PROBLEM REQUIREMENTS → Extract every line in the records below that contains the word "forested", copying each such line in full.

RECORDS FOR THE EXERCISE →
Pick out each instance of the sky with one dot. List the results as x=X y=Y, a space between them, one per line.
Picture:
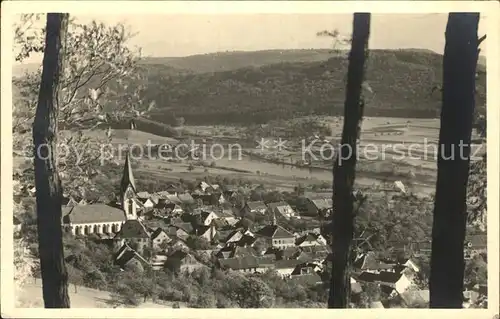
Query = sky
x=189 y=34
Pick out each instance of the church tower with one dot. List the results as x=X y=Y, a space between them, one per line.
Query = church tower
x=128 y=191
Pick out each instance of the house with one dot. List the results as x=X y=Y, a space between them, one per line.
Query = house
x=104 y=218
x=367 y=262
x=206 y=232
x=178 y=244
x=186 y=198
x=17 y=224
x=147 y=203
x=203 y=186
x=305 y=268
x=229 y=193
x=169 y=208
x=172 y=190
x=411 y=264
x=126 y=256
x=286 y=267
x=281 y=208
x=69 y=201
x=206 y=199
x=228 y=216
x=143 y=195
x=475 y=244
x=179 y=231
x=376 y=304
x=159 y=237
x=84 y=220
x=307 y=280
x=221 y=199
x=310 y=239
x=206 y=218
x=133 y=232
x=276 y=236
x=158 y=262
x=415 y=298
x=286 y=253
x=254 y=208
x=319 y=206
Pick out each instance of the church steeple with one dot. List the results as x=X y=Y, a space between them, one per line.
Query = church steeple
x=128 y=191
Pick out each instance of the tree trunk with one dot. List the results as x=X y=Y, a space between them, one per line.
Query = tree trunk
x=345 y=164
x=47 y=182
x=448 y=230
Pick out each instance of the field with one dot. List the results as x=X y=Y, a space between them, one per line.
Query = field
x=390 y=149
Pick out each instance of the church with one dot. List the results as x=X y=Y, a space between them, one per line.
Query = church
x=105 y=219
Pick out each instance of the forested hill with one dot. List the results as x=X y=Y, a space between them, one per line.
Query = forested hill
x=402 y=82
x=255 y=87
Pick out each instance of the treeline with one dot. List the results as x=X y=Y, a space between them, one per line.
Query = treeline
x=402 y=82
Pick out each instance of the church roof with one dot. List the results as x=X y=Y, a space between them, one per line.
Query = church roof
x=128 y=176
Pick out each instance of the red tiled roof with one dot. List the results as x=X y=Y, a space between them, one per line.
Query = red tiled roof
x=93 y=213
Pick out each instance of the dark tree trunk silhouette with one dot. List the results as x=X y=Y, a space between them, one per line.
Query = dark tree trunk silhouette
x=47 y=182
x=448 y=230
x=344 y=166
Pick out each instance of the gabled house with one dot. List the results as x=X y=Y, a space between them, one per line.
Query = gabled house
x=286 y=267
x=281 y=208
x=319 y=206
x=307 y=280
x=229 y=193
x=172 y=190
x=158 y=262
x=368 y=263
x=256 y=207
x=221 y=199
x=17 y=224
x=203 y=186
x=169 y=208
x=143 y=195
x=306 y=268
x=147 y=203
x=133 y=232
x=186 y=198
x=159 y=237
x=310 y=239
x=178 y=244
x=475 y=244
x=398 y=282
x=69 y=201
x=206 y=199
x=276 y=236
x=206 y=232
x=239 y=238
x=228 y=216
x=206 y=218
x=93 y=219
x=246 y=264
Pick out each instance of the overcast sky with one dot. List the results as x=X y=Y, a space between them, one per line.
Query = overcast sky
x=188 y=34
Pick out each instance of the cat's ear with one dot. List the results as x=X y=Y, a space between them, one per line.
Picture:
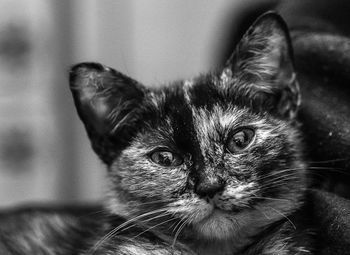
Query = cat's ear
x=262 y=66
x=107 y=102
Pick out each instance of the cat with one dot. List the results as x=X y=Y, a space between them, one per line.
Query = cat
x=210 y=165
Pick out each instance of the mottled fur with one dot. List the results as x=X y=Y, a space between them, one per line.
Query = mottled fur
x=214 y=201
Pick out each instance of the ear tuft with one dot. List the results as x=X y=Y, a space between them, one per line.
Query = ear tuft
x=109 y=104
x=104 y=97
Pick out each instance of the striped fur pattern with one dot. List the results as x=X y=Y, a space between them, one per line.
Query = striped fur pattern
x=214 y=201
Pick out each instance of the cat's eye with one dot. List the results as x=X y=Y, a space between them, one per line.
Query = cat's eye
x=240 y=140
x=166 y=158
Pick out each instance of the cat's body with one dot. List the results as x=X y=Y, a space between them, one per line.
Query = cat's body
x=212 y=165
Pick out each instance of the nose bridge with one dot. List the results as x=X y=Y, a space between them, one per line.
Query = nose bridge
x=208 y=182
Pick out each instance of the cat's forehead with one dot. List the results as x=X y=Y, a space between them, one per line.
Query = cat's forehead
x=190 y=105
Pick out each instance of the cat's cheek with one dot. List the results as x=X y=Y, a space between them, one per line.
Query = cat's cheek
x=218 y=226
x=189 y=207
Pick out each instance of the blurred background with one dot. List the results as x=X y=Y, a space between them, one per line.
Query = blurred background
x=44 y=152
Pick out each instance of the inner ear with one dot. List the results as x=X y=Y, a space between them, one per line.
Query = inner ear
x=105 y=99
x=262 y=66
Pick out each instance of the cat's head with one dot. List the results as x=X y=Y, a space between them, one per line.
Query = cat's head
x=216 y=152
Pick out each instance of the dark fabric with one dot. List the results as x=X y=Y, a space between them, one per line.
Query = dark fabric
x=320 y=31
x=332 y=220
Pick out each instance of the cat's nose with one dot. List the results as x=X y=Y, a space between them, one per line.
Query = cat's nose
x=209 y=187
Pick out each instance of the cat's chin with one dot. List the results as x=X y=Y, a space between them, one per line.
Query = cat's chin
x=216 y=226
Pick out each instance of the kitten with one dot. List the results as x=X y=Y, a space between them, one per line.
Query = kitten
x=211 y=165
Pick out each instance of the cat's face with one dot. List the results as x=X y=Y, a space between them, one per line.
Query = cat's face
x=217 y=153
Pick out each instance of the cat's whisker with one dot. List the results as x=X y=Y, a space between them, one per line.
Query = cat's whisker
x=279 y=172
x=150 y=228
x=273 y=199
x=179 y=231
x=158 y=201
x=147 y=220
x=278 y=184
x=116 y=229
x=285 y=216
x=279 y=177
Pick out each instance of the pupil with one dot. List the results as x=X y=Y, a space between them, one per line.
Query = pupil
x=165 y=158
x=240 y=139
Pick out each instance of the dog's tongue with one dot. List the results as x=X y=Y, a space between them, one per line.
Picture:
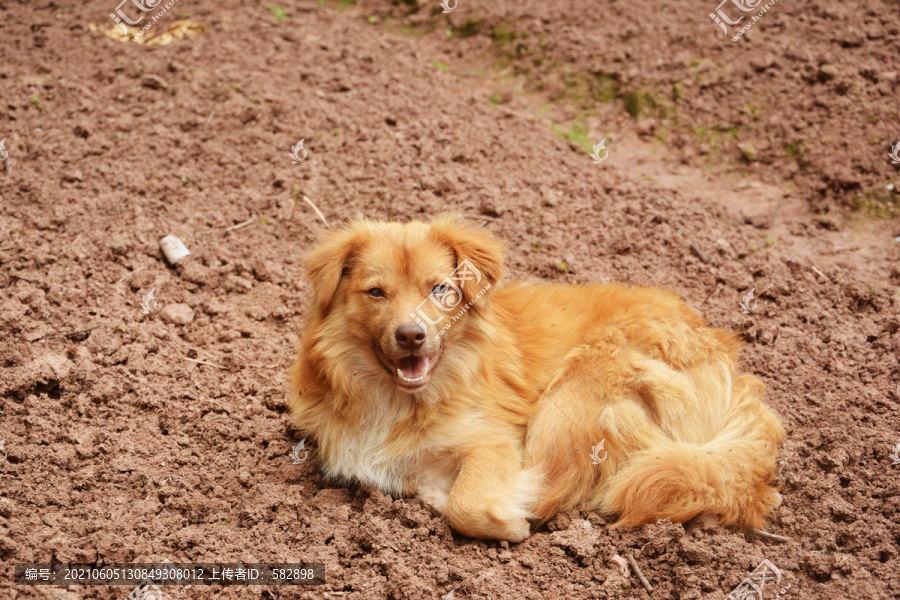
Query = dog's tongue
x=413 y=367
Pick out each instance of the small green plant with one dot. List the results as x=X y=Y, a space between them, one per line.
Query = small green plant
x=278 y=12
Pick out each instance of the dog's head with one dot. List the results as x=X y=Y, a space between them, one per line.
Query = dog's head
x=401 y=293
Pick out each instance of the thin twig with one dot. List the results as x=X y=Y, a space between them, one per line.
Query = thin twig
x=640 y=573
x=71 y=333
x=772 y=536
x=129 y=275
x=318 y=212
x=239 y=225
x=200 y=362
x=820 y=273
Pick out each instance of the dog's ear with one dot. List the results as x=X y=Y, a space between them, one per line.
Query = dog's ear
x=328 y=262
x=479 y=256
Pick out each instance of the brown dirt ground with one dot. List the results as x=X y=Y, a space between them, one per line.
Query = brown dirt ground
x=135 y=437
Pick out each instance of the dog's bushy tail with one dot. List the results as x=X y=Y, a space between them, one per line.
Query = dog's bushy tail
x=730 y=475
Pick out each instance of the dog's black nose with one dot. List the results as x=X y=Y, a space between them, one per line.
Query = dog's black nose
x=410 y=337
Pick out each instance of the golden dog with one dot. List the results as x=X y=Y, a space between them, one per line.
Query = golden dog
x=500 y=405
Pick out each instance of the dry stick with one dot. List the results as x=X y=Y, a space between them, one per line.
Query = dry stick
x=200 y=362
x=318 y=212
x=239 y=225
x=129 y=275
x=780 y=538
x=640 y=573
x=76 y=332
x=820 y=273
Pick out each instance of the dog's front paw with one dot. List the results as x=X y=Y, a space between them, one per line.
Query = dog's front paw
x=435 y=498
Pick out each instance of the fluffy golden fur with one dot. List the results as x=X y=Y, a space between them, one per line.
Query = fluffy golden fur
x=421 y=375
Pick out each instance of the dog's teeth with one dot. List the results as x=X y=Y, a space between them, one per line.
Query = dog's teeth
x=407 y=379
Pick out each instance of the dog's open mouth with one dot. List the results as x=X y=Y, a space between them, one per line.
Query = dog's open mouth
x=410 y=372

* * *

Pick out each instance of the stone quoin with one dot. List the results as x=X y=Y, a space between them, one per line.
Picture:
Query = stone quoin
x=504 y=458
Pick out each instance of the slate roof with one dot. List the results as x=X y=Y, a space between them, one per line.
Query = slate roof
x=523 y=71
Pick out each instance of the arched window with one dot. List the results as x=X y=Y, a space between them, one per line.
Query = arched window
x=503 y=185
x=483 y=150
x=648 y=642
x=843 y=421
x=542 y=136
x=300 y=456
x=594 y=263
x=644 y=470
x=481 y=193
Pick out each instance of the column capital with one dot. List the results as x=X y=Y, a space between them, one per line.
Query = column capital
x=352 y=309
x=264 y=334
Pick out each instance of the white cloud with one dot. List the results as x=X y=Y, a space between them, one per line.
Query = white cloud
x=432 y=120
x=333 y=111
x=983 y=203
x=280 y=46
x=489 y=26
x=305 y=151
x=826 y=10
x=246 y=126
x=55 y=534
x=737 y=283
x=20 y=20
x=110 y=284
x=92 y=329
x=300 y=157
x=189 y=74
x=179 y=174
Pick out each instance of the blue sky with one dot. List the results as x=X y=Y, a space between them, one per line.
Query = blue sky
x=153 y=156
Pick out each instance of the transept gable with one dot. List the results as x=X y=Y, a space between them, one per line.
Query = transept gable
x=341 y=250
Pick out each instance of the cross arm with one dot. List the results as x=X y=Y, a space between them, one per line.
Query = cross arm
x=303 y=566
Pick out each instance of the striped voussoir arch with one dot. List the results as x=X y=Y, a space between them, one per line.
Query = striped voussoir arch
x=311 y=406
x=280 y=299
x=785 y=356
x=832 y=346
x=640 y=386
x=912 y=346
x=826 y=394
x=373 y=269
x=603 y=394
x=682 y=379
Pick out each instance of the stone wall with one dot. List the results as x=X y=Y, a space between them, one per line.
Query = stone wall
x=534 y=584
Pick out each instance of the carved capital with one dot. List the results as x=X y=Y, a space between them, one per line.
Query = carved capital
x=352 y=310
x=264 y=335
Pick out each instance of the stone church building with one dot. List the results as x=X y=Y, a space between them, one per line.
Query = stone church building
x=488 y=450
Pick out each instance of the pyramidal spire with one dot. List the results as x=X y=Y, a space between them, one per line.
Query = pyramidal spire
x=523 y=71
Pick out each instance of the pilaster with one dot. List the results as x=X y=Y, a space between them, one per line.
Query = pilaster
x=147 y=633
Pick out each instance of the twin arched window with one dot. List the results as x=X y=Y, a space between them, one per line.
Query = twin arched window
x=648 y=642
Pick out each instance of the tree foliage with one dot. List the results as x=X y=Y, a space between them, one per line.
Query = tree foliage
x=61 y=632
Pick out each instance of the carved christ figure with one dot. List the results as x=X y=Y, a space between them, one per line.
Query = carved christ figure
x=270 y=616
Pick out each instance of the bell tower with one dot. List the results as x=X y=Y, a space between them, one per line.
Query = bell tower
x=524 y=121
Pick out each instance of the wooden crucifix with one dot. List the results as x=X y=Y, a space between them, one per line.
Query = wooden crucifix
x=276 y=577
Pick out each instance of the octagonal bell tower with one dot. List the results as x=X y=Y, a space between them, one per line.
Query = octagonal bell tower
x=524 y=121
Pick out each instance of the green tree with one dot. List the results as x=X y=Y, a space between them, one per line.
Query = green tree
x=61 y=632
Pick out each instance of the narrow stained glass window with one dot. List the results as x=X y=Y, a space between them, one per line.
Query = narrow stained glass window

...

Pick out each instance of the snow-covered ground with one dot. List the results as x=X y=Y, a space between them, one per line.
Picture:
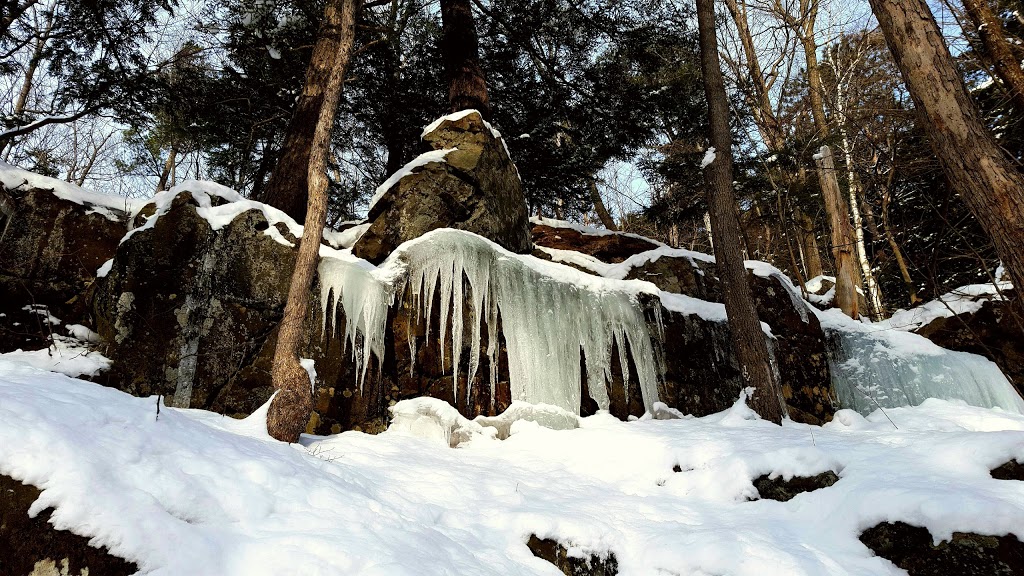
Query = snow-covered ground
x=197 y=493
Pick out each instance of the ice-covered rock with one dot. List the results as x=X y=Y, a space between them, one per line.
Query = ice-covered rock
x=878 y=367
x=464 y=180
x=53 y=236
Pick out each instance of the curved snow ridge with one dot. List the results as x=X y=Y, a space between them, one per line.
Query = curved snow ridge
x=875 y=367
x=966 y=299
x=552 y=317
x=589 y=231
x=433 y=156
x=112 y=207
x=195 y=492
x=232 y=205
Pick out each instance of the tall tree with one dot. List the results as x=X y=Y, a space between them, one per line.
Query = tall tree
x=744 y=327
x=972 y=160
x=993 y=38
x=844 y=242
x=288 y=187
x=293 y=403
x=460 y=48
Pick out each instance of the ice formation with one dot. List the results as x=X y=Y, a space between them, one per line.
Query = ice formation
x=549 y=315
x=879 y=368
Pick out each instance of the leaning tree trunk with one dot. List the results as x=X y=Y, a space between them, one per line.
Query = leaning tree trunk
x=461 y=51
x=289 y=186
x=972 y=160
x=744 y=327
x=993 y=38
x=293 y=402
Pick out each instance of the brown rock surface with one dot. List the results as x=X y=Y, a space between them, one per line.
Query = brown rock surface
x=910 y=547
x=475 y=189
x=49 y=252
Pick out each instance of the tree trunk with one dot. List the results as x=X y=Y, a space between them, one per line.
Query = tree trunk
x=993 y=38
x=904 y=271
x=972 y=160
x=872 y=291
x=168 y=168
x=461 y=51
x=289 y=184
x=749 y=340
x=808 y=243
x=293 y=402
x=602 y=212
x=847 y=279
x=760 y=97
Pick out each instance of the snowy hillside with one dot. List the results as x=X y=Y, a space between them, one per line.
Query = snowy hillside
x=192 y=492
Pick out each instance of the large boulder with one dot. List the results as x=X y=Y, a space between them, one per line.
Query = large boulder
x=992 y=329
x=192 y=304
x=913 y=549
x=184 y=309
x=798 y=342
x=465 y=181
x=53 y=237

FINISHED EXERCISE →
Pick out each instance of the forested hill with one dot. List the results as x=X y=Y, a space between them, one per line.
Query = forested hill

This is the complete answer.